Problem -
Word for word, repeat the entries, minus the pictures.

####

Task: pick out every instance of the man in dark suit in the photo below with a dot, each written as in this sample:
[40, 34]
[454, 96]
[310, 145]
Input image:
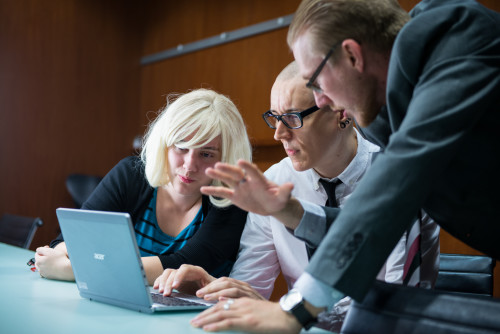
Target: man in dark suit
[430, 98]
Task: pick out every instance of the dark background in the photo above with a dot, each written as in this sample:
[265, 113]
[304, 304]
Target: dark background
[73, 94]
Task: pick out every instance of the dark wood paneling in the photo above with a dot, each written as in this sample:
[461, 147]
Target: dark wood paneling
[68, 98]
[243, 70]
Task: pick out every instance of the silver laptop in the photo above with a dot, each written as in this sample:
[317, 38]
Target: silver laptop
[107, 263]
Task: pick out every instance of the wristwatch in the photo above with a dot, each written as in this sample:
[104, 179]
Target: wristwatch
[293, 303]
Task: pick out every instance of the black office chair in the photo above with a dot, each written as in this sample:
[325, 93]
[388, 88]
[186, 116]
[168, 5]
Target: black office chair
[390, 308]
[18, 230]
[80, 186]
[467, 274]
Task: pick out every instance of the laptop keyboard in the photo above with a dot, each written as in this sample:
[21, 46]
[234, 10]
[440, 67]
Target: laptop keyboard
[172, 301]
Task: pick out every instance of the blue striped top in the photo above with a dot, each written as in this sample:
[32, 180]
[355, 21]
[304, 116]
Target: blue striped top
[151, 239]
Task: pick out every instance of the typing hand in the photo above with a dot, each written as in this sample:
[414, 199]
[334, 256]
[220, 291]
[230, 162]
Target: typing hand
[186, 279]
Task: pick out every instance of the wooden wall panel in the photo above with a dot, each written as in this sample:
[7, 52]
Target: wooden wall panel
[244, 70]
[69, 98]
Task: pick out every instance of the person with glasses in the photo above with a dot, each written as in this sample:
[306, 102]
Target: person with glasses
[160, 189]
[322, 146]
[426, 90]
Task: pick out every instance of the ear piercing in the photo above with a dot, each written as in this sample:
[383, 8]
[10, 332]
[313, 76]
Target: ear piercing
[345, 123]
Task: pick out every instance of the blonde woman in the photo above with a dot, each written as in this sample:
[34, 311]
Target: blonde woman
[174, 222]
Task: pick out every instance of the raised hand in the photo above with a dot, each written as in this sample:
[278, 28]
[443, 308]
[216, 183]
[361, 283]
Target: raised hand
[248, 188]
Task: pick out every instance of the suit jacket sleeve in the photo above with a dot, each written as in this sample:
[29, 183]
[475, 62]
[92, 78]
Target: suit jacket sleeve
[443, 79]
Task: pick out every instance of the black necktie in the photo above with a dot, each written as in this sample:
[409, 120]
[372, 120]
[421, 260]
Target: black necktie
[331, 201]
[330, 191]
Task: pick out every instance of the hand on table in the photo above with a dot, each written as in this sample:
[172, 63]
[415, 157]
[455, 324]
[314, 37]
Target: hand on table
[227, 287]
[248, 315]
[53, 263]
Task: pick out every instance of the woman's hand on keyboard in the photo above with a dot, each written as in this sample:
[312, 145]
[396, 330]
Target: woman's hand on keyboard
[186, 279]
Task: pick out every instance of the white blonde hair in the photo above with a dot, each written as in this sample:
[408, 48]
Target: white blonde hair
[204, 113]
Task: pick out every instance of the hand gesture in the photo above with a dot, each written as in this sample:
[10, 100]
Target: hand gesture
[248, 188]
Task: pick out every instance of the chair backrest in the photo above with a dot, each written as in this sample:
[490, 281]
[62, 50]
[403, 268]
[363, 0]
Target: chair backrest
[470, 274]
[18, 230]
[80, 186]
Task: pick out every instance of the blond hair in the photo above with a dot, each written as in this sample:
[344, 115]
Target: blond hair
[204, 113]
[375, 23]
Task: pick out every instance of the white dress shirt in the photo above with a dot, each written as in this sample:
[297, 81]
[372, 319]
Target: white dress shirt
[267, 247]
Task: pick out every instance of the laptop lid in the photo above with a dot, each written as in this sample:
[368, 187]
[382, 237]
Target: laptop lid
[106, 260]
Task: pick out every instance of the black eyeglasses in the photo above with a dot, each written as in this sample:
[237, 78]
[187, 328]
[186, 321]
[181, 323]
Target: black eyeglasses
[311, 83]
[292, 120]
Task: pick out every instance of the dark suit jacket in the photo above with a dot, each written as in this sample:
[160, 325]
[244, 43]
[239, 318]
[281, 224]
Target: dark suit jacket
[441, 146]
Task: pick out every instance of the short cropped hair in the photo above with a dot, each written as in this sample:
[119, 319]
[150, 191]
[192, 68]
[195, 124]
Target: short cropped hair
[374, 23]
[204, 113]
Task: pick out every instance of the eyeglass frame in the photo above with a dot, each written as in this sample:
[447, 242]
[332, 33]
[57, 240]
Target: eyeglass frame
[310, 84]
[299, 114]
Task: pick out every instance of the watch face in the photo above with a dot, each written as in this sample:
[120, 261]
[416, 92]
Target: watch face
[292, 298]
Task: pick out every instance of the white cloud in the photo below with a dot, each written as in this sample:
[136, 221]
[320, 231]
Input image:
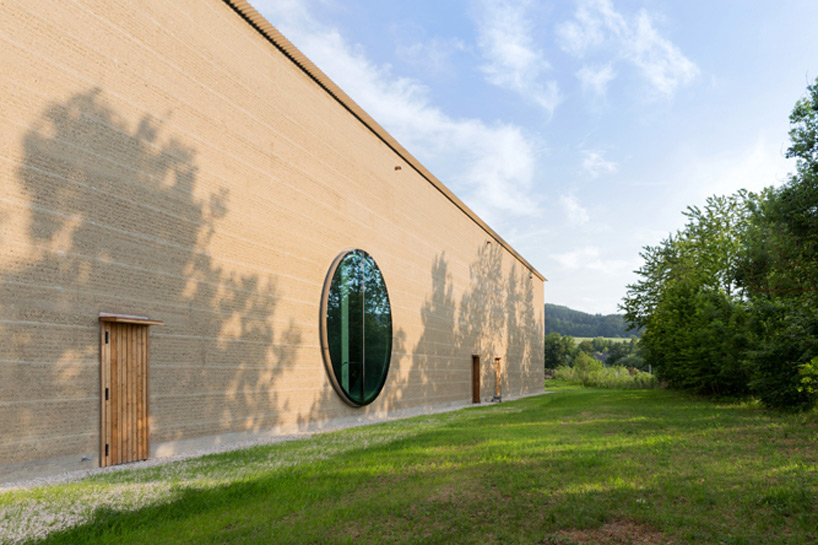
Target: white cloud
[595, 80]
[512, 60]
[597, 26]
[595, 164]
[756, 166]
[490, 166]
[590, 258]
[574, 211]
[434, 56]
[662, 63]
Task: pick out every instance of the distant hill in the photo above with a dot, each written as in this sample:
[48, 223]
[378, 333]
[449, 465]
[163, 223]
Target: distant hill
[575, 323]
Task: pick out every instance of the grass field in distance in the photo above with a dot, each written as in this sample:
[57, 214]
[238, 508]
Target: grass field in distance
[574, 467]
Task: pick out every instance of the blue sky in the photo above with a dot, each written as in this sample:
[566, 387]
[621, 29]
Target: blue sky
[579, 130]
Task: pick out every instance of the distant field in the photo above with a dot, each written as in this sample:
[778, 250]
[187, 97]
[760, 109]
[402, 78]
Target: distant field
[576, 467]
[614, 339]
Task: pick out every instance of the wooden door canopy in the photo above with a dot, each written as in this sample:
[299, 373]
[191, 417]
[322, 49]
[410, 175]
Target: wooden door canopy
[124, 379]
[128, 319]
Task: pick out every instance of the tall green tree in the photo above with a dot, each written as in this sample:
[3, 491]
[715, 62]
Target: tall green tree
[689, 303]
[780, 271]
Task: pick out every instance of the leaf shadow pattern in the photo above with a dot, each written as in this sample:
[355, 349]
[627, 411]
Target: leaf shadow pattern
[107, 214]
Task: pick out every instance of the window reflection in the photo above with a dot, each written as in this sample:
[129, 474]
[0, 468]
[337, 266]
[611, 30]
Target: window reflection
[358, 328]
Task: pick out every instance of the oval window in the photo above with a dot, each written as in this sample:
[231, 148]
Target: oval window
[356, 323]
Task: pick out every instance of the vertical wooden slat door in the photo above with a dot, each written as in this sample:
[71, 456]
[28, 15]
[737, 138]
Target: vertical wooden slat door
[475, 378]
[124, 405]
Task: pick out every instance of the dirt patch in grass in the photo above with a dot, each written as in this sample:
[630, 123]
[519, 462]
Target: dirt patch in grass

####

Result -
Task: pick out every instance of the man in dark suit in the photo below with a dot, each written as in this sample:
[40, 34]
[454, 96]
[310, 145]
Input image:
Target: man in dark suit
[430, 98]
Task: pick out every instance of the dark background in the photo above with a dot, each written as in this sample:
[265, 113]
[304, 304]
Target: dark background
[73, 94]
Task: pick out every instance of the dark wood paneling in the photo above with a dot, each written as in this sample:
[461, 147]
Target: dark wood paneling
[68, 98]
[243, 70]
Task: pick out every instance of the silver laptop in the photo above with a dot, each written as in this sample:
[317, 38]
Target: silver laptop
[107, 263]
Task: pick out every instance of the wristwatch in the photo above with a dot, each written as in this sample:
[104, 179]
Target: wristwatch
[293, 303]
Task: pick out every instance of the black office chair in the photo above with a dot, each written as in this sample:
[325, 93]
[388, 88]
[186, 116]
[168, 5]
Target: black office chair
[390, 308]
[18, 230]
[80, 186]
[467, 274]
Task: pick out every instance of the laptop keyboard in the photo above with a dot, each written as in this sample:
[21, 46]
[234, 10]
[440, 67]
Target: laptop keyboard
[172, 301]
Task: pick out every instance of the blue striped top in the photo above with a dot, each written as in this sample:
[32, 180]
[355, 21]
[304, 116]
Target: blue striped top
[151, 239]
Task: pick out every instance of the typing hand in the photo above with a dot, each written as in this sample:
[414, 199]
[334, 256]
[220, 291]
[230, 162]
Target: typing hand
[186, 279]
Task: pick out every instance of the wooden wall panel in the photo above with a dot, each written as in this sample:
[7, 52]
Target: wooden wall panel
[244, 70]
[69, 98]
Task: pick out every instance of the person with glasses in the photo above with a dot, each written as in this sample:
[306, 102]
Target: person with glasses
[160, 189]
[322, 146]
[426, 90]
Task: pick out every instance of the ear piercing in the photo above with a dot, each written as in this sample:
[383, 8]
[10, 332]
[313, 76]
Target: ear piercing
[345, 123]
Task: pick out every instance of the blonde woman in the photo above with a dot, each written as in this sample:
[34, 311]
Target: blonde woman
[174, 222]
Task: pick out every instance of the raised hand in the photo above with a dot, each written as in this sample:
[278, 28]
[443, 308]
[216, 183]
[361, 283]
Target: raised hand
[248, 188]
Task: pick out every instance of the suit jacket sleeve in the photo above with a dot, each written as in this sample:
[29, 183]
[475, 62]
[92, 78]
Target: suit jacket sleeve
[443, 79]
Task: pick out every instance of the black necktie in the photo above with a dot, each written as in this sample:
[409, 120]
[372, 120]
[421, 260]
Target: black necktie
[331, 201]
[330, 191]
Task: pick out every instance of the hand on table in the photo above with a dot, each written as in this sample:
[172, 63]
[415, 157]
[455, 324]
[314, 37]
Target: hand on table
[227, 287]
[248, 315]
[53, 263]
Task: pick out every instance of the woman's hand on keyboard in the photo above with a dot, each written as in this sample:
[312, 145]
[396, 330]
Target: woman's hand on keyboard
[186, 279]
Task: pick out every instance of the white blonde hair in the photo above with a dot, each written as in this sample:
[408, 48]
Target: white blonde hair
[204, 113]
Task: pick out every instance of the hand gesture in the photo above with a dot, each written as in this sample:
[10, 100]
Target: hand gesture
[248, 188]
Task: pick out every instance of the chair backrest in the photo above with a dot, each written as in this sample:
[490, 281]
[62, 50]
[403, 268]
[363, 0]
Target: chair backrest
[470, 274]
[18, 230]
[80, 186]
Task: pick out every instance of the blond hair in the photo above with a dot, each written as in this sample:
[344, 115]
Target: blond hair
[204, 113]
[375, 23]
Task: pick out every instance of the white dress shirt in the photo above with a dot, each written as in this sample:
[297, 81]
[372, 319]
Target: white dress shirt
[267, 247]
Task: pick out every instance of the laptop lid in the photo above with a dot, each written as in this sample:
[368, 187]
[382, 237]
Target: laptop lid
[106, 260]
Task: pick out every instance of the black eyeglasses in the photo above with a dot, each written as in this sample:
[237, 78]
[187, 328]
[186, 321]
[181, 323]
Target: black eyeglasses
[311, 83]
[292, 120]
Task: pick out every instance of the dark suit jacket in the photo above with a dot, each written as in this sample:
[160, 325]
[244, 43]
[239, 318]
[281, 224]
Target: dark suit jacket
[441, 146]
Task: pick out every instance of the short cropped hair in the photo above with a dot, each written as in this sample:
[119, 319]
[150, 191]
[192, 68]
[195, 124]
Target: short cropped hair
[374, 23]
[204, 113]
Task: pick out every instance of the eyeglass frame in the photo above with a dot, each written as in this sample:
[447, 242]
[332, 33]
[57, 240]
Target: eyeglass frame
[310, 84]
[299, 114]
Task: pick out every instance of the watch face in the photo above with a dot, each written as in this sample:
[120, 261]
[416, 92]
Target: watch face
[292, 298]
Task: pick out every instance of the white cloud in the photo below with a dot, each written as in this sample:
[136, 221]
[320, 231]
Input image:
Target: white cloud
[595, 80]
[512, 60]
[597, 26]
[595, 164]
[756, 166]
[490, 166]
[590, 258]
[574, 211]
[434, 56]
[662, 63]
Task: pick out every instance of the distant hill in the photo above with a dot, each written as in this sample:
[48, 223]
[378, 333]
[449, 465]
[163, 223]
Target: distant hill
[575, 323]
Task: pick out every instance of the grass field in distance in the photo above with a dot, each written as in this sample:
[57, 214]
[238, 508]
Target: grass field in distance
[574, 467]
Task: pick out every instance of the blue sky in the photo above with a dot, each written as in this sample:
[566, 387]
[621, 29]
Target: blue sky
[579, 130]
Task: pick out every instance of the distant field in the photo above with a dot, each written as in this sample:
[778, 250]
[187, 97]
[760, 109]
[402, 78]
Target: distant field
[576, 467]
[614, 339]
Task: pick out every instance of the wooden door canopy in the photo above with a dot, each written as in this sample:
[299, 373]
[191, 417]
[322, 49]
[410, 175]
Target: wooden door canopy
[124, 379]
[128, 319]
Task: pick out every instance of the tall green tree in the photo above with a dot, each written as in this sample:
[3, 491]
[715, 62]
Target: tall green tree
[689, 303]
[780, 271]
Task: pick out every instance of the leaf shadow pattern in the photo above with a dot, each written as in this sample:
[355, 349]
[627, 411]
Target: leaf shadow pattern
[107, 214]
Task: pick out every instance of the window reflection in the photo above with a dot, each written as in this sample:
[129, 474]
[0, 468]
[337, 266]
[611, 30]
Target: window reflection
[358, 328]
Task: pick out every instance of the oval window in the photo above with a dot, each written as in this sample:
[231, 148]
Target: oval window
[356, 323]
Task: pick out every instance of the vertical wooden slat door in the photo above with a dot, each written as in this sample:
[71, 456]
[28, 15]
[737, 138]
Target: vertical wooden slat door
[475, 378]
[124, 405]
Task: pick out every instance of the dirt patch in grass in the photo above with a dot, each written as in this sample:
[630, 123]
[519, 462]
Target: dirt patch in grass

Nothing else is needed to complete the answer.